• _EXERCISE OBJECTIVE_: Based on the text on layer-by-layer coating methods below, say whether each statement agrees with it, answering yes or no and quoting the deciding words exactly. 1. Dip coating is among the most widely used LbL techniques because its processing is simple. 2. Films made by the spray-LbL technique suffer some loss of structural control. 3. Spray-assisted deposition of a layer typically takes a few seconds, compared with 5 to 20 min for dipping.

• _TEXT BLOCK_:
In this regards, the LbL assembly method provides a facile technology to obtain highly ordered nanocomposites with precisely controlled thin-film architectures at a molecular level [40,41,42]. The dip coating method is the one of the most widely used LbL techniques due to its simple processing, but limited sample sizes and time-consuming steps to achieve the desired properties have remained to be solved to expand its wider applications into commercial areas [31]. LbL spraying technique has been recognized as a promising alternative to the traditional dip coating method. Spray-assisted deposition process offers faster coating, typically taking a few seconds, while the deposition time for dipping is 5 to 20 min to complete each layer. In addition, the resultant multilayer thin films assembled via the spray-LbL technique preserve the chemical nature of each component with no loss of structural control [43]. Therefore, spray coating offers an opportunity to circumvent inherent drawbacks in dip-assisted assembly.

• _GIVEN INFORMATION_:
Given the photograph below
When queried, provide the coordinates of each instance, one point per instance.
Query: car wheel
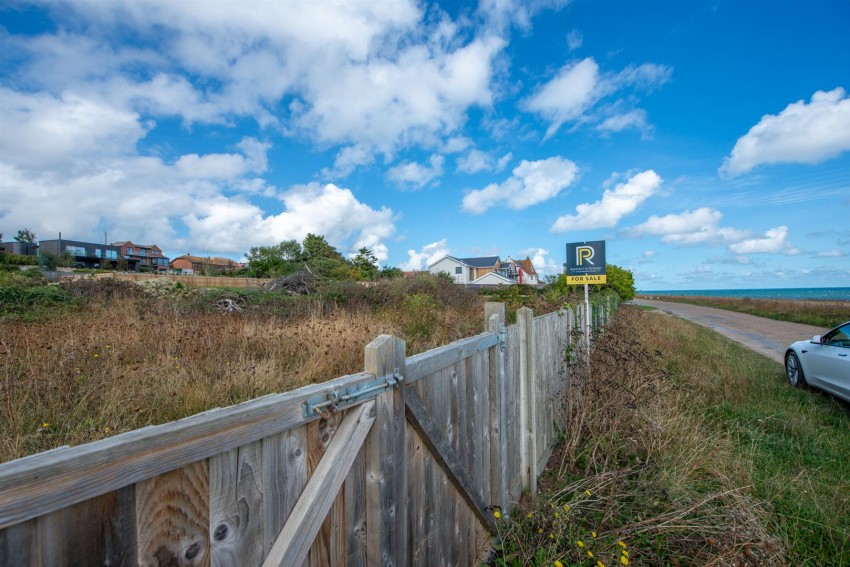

• _FULL ANSWER_:
1. Yes: "The dip coating method is the one of the most widely used LbL techniques due to its simple processing"
2. No: "preserve the chemical nature of each component with no loss of structural control"
3. Yes: "Spray-assisted deposition process offers faster coating, typically taking a few seconds, while the deposition time for dipping is 5 to 20 min to complete each layer"